━━━━━ GIVEN RECORDS
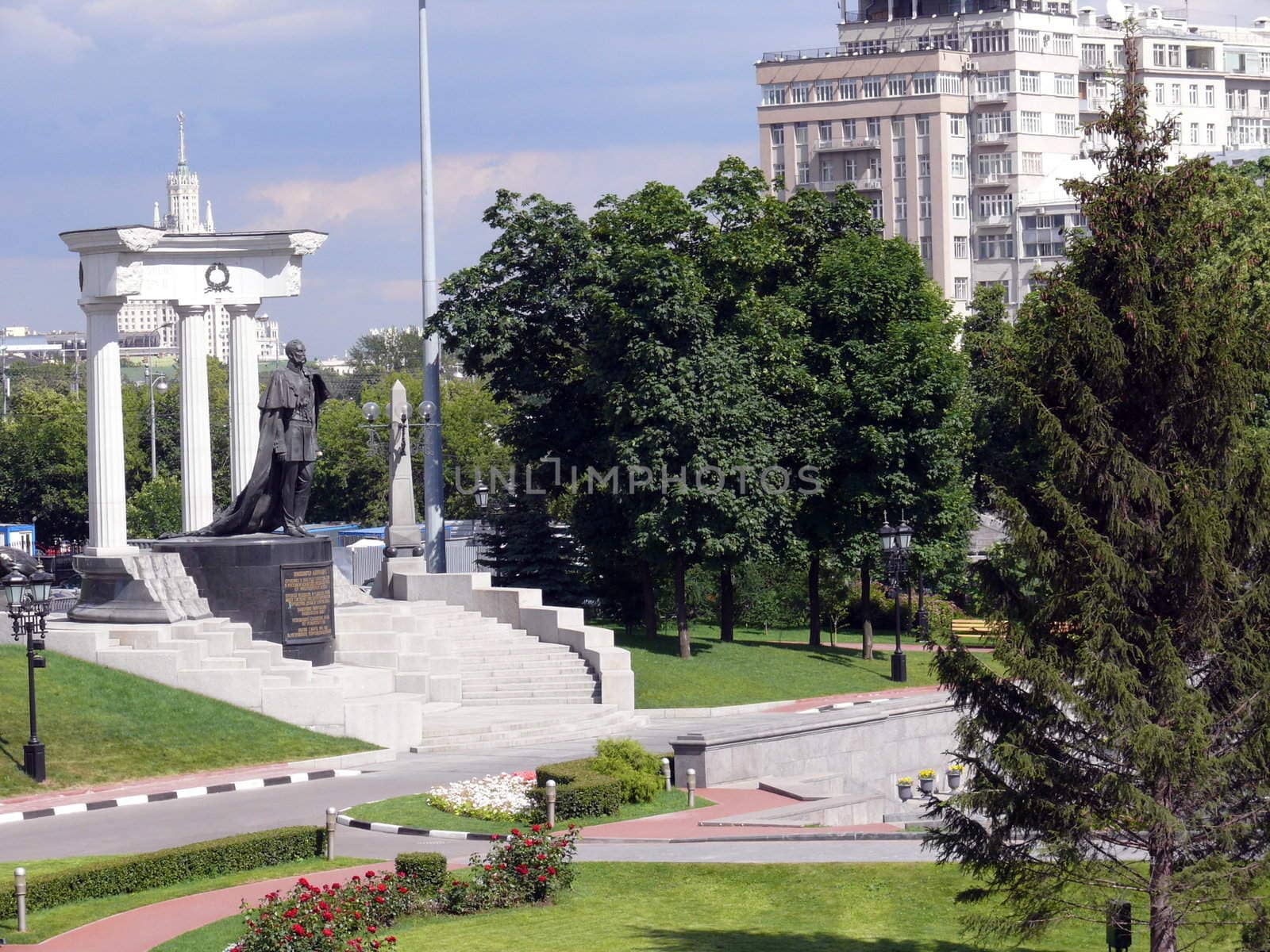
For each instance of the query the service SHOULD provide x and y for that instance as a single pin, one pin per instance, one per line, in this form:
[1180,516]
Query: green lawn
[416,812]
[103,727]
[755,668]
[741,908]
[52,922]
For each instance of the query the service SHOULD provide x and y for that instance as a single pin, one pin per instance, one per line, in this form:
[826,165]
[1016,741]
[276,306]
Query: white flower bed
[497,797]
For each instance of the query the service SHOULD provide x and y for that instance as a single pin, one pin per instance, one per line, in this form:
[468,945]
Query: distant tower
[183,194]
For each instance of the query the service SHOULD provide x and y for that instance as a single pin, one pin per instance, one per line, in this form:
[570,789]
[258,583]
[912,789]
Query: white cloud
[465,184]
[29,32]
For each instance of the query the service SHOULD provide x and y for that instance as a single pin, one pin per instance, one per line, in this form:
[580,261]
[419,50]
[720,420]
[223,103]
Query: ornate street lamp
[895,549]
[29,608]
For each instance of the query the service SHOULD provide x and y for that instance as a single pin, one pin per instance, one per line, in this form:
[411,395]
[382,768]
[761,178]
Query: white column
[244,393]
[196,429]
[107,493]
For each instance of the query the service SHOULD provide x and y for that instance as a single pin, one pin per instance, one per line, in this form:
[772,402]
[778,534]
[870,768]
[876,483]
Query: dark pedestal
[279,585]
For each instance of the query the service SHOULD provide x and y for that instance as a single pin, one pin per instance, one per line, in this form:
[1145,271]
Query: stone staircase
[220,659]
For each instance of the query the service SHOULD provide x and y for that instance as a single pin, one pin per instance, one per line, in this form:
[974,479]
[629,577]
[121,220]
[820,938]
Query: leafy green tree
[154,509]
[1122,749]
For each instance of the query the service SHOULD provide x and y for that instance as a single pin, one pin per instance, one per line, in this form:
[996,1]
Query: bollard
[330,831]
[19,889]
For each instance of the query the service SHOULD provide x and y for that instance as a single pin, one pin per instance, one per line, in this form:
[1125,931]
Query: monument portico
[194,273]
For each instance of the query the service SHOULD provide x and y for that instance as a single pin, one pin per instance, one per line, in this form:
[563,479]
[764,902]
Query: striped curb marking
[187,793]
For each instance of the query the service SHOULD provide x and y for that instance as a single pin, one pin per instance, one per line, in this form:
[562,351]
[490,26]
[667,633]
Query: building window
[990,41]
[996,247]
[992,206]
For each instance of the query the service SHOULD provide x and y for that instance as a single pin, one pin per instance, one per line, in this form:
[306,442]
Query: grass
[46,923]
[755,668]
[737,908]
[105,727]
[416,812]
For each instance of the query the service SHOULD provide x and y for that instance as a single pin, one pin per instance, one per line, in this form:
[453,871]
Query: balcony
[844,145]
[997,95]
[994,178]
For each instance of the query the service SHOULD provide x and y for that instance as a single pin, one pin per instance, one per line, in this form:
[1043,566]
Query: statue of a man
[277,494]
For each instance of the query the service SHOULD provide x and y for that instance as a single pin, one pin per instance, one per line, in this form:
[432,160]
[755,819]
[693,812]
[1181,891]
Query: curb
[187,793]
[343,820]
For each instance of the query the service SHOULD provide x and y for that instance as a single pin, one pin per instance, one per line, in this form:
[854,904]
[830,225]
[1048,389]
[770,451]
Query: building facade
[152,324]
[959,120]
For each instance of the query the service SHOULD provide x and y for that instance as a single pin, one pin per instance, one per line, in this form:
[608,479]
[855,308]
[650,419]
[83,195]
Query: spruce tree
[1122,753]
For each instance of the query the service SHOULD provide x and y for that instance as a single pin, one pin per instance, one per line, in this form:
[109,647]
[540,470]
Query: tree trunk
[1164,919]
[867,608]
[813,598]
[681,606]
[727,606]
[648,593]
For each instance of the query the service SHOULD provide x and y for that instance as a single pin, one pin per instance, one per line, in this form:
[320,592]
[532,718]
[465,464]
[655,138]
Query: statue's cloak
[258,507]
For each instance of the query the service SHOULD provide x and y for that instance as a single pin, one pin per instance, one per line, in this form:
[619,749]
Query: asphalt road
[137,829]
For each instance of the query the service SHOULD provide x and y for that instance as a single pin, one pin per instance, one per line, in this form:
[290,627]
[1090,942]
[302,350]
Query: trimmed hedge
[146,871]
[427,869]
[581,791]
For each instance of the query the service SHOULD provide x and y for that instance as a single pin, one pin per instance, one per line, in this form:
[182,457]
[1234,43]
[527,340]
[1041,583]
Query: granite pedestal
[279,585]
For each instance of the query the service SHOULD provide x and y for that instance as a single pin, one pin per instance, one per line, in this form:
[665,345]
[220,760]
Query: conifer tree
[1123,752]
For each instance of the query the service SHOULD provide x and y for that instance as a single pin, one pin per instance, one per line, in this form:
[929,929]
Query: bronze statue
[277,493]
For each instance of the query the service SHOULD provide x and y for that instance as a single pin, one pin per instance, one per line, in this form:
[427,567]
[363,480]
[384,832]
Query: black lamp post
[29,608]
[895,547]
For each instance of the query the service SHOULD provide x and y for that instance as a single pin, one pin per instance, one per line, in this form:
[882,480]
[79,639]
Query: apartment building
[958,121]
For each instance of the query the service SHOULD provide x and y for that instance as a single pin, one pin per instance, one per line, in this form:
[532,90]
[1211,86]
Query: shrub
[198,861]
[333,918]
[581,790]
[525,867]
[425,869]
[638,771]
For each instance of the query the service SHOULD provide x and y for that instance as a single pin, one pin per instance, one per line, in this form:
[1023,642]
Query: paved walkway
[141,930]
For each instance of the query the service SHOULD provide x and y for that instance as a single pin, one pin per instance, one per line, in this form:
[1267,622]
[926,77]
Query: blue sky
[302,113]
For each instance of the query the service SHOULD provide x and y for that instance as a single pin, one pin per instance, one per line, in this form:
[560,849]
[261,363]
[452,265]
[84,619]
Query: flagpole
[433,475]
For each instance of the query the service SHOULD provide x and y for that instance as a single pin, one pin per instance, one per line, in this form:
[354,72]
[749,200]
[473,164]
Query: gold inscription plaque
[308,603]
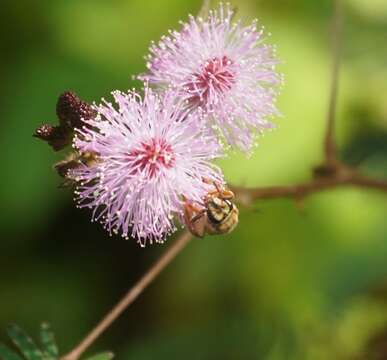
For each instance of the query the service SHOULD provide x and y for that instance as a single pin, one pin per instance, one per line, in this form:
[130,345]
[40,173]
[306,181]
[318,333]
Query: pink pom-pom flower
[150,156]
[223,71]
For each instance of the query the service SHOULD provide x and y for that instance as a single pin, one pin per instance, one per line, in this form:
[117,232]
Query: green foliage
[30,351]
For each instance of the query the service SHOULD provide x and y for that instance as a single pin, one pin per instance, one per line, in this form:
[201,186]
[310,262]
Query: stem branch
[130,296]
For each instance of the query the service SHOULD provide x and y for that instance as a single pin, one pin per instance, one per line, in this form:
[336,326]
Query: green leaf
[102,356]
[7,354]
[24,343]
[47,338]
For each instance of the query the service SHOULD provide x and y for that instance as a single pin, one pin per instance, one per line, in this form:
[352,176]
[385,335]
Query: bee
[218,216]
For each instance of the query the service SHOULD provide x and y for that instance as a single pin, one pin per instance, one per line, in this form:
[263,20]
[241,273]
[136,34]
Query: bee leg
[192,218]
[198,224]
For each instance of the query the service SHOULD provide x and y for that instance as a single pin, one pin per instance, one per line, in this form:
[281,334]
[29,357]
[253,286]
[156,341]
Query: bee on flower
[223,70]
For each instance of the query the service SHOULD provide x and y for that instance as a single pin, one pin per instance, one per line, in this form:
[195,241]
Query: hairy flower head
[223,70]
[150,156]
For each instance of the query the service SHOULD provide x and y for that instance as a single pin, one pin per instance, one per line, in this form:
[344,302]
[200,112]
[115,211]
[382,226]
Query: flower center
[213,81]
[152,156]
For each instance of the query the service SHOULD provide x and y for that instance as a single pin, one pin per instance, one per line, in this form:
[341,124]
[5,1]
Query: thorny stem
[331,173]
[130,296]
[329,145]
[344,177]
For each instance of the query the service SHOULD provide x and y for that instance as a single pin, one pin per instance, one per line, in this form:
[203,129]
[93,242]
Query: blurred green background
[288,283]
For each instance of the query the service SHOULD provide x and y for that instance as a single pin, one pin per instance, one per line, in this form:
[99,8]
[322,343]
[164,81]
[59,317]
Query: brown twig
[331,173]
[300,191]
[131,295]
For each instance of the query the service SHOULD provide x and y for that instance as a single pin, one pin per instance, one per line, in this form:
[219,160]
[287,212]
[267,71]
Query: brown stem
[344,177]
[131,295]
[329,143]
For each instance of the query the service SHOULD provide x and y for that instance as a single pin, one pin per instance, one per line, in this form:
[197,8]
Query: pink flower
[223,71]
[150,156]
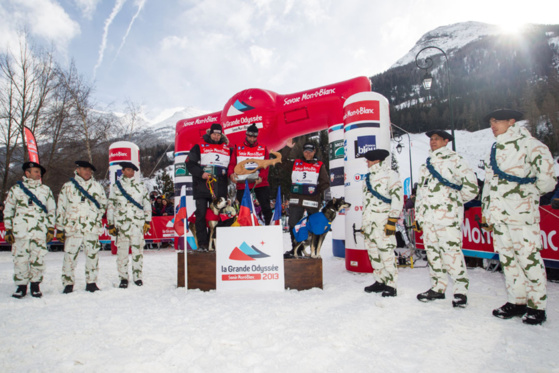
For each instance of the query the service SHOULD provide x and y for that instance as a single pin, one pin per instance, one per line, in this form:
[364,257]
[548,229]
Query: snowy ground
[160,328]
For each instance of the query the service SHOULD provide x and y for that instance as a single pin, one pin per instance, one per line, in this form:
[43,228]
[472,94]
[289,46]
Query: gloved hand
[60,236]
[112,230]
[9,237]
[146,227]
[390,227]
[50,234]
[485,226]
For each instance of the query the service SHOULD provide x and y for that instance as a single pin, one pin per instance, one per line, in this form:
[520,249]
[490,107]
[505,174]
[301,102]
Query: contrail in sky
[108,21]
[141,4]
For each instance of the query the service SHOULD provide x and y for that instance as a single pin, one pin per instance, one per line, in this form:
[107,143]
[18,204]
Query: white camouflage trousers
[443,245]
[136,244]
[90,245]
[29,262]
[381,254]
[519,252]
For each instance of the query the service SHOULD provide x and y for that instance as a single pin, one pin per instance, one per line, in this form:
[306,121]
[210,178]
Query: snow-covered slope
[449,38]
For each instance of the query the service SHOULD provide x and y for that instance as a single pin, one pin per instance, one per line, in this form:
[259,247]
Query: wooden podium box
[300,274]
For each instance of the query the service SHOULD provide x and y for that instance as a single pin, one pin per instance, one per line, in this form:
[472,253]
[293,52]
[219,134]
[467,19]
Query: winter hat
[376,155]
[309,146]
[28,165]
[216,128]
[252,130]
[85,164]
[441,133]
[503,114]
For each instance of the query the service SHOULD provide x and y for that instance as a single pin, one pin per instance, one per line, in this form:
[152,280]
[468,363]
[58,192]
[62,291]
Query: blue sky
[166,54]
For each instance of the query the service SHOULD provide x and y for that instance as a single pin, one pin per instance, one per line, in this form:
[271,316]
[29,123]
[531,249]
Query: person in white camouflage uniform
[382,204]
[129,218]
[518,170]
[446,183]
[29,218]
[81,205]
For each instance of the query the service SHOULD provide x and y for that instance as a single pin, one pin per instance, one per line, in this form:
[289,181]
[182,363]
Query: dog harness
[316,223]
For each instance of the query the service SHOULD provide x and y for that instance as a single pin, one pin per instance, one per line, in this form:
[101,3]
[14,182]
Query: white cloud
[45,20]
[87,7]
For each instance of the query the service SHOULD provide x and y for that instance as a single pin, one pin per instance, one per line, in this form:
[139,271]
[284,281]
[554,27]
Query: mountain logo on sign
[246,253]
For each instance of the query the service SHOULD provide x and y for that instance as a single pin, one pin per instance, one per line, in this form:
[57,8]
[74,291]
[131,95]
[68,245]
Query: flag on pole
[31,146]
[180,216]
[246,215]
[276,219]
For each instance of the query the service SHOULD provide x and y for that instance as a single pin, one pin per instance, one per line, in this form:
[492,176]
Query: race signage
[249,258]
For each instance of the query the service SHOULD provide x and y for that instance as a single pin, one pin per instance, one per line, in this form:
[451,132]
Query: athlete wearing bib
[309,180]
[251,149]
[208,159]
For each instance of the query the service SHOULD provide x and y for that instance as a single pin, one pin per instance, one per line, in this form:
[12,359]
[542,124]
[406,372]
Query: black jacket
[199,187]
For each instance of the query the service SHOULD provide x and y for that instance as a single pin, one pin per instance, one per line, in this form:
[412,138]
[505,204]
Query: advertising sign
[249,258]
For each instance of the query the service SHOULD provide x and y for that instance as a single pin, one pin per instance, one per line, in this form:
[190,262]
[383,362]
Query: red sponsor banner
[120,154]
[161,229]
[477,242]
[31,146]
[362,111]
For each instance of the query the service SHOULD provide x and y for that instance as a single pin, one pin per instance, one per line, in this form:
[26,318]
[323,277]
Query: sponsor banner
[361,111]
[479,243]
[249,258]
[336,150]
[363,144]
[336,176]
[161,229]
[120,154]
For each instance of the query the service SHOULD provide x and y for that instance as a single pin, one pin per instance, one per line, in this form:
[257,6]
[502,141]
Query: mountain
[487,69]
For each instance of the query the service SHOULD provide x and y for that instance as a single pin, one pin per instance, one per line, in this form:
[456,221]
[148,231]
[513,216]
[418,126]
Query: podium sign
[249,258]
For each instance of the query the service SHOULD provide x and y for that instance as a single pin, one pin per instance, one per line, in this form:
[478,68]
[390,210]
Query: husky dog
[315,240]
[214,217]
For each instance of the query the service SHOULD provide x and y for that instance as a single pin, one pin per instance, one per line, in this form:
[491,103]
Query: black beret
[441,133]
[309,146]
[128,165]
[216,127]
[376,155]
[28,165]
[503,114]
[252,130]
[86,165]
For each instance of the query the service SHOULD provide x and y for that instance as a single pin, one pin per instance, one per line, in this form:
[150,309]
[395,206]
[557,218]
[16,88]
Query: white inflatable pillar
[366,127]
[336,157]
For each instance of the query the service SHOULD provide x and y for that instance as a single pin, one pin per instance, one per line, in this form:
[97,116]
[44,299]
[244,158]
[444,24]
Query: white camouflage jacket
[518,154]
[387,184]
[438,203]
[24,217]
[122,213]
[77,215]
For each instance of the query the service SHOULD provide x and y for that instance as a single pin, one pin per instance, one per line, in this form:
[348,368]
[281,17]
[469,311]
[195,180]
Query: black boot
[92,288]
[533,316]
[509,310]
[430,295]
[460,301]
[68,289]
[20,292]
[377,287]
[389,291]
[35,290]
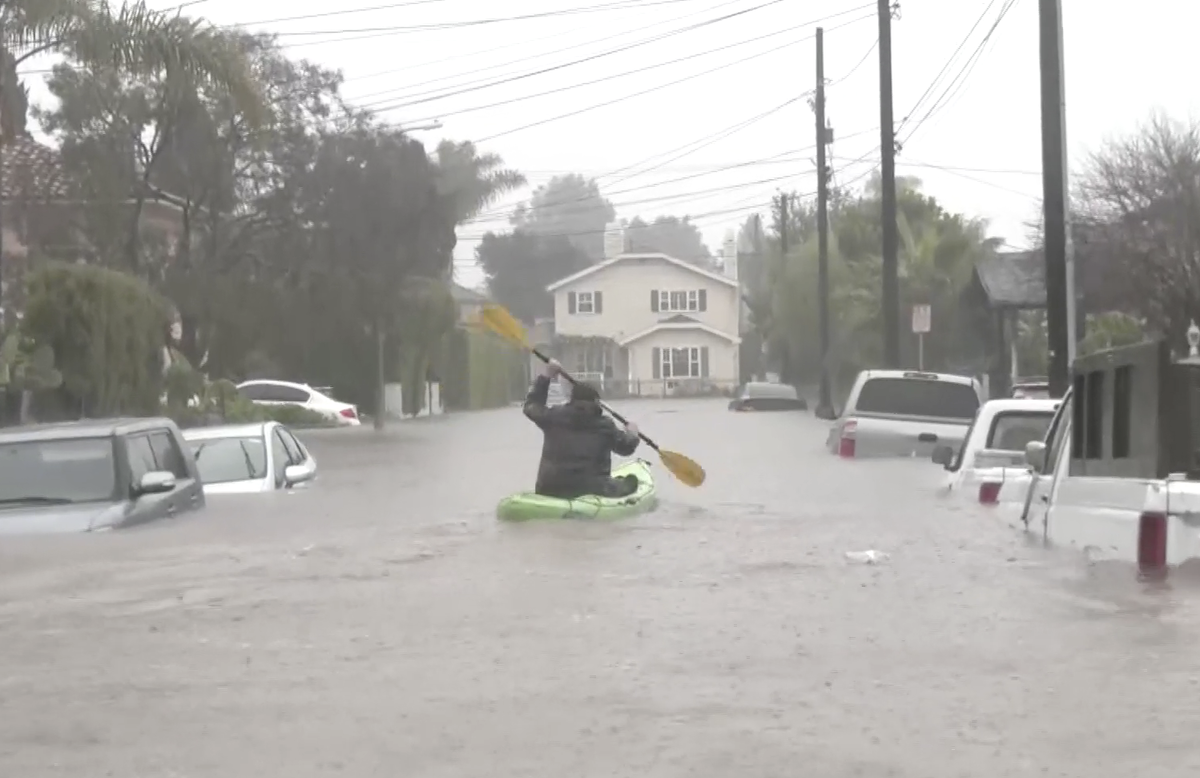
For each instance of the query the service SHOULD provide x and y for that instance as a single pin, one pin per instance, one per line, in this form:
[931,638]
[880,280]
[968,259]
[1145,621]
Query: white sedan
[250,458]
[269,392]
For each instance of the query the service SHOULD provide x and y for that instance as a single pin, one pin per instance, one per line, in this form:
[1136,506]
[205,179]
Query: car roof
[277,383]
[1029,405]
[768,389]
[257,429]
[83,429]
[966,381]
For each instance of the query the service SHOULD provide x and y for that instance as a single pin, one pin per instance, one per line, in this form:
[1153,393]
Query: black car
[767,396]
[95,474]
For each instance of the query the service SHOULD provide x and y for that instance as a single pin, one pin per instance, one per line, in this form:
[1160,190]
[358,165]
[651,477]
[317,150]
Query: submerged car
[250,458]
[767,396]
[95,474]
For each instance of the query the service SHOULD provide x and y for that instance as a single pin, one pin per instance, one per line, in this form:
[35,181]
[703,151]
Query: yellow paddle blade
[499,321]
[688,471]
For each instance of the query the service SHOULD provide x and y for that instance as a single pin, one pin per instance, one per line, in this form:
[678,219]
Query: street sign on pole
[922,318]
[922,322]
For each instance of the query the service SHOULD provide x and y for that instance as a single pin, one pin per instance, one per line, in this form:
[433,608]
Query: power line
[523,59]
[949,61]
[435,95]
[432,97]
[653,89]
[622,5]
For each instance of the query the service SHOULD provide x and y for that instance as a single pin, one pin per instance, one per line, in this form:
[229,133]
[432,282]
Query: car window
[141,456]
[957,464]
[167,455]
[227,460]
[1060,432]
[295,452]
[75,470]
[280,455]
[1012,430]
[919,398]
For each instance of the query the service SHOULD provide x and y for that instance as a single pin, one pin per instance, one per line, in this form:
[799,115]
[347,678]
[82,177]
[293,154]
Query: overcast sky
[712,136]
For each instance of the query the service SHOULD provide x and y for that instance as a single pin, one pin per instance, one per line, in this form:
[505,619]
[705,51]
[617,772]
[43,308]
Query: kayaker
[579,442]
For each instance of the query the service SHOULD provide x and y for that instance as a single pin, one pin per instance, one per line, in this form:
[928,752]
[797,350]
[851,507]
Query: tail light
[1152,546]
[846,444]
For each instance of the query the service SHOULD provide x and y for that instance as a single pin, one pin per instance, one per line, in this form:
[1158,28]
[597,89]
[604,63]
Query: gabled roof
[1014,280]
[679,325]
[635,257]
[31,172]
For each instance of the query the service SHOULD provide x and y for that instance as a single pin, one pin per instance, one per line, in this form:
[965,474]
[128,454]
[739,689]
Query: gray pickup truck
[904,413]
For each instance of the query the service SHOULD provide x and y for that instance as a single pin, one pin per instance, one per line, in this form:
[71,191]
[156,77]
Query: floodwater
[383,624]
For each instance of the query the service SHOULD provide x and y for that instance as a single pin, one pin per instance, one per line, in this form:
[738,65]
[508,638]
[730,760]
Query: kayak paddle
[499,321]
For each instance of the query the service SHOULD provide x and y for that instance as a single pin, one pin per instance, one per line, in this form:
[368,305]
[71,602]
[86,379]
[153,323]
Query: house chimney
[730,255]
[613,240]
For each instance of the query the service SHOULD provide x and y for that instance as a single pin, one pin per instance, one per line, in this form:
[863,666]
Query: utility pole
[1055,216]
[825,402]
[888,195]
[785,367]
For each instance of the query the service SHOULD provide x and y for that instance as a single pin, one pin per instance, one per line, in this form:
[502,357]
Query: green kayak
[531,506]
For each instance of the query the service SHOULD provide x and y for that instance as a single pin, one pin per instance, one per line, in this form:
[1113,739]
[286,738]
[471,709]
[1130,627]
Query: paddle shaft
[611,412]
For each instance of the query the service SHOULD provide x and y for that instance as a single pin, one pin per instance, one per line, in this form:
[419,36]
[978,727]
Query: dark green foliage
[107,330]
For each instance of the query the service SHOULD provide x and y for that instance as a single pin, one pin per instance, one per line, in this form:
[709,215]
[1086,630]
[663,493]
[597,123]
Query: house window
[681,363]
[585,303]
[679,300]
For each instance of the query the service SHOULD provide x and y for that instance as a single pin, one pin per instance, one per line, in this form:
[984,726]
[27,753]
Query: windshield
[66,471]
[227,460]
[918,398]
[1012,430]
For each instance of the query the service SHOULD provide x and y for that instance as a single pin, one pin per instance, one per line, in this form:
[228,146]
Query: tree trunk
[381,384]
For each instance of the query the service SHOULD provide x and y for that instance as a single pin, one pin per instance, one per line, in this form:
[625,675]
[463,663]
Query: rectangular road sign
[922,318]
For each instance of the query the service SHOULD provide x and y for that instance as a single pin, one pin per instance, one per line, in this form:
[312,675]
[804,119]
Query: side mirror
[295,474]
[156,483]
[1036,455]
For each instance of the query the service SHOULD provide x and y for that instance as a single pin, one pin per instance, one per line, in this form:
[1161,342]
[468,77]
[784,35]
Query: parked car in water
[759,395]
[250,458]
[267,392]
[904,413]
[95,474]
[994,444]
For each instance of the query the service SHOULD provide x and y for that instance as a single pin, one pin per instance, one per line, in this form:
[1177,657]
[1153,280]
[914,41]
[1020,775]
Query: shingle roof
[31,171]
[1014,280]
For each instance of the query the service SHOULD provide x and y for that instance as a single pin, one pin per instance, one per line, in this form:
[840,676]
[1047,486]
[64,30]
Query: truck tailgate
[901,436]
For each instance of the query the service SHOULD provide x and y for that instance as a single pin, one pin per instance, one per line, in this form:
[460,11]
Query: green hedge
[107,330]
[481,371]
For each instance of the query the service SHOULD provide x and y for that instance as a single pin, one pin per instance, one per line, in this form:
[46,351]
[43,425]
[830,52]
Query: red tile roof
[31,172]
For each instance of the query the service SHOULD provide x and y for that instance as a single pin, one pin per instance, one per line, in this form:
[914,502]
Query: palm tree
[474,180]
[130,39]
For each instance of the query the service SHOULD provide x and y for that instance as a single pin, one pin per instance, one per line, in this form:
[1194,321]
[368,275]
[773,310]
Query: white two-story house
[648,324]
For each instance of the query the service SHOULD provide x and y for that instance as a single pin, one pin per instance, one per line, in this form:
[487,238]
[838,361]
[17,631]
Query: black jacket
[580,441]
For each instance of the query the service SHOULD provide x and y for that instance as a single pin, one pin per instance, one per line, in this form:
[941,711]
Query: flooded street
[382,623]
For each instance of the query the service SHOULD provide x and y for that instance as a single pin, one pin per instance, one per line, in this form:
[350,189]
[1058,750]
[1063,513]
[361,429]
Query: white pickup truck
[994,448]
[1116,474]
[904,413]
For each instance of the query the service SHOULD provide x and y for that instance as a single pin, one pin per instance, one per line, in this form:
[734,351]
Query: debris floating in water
━━━━━━━━━━
Pull out each line of the data above that contains the word "roof" and list those lines.

Query: car roof
Query: gabled roof
Query: shingle roof
Query: red tile roof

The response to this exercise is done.